[Problem details] Copy out every record below with complete accuracy.

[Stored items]
= = = =
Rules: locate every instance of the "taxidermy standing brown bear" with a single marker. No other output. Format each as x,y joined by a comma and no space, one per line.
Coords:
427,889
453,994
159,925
= = = =
[Correct response]
Rules: locate every instance of the "taxidermy standing brown bear" with a single marker. No other output. Format each as x,y joined by a comma and no space, one per line.
Coords:
427,889
453,994
159,925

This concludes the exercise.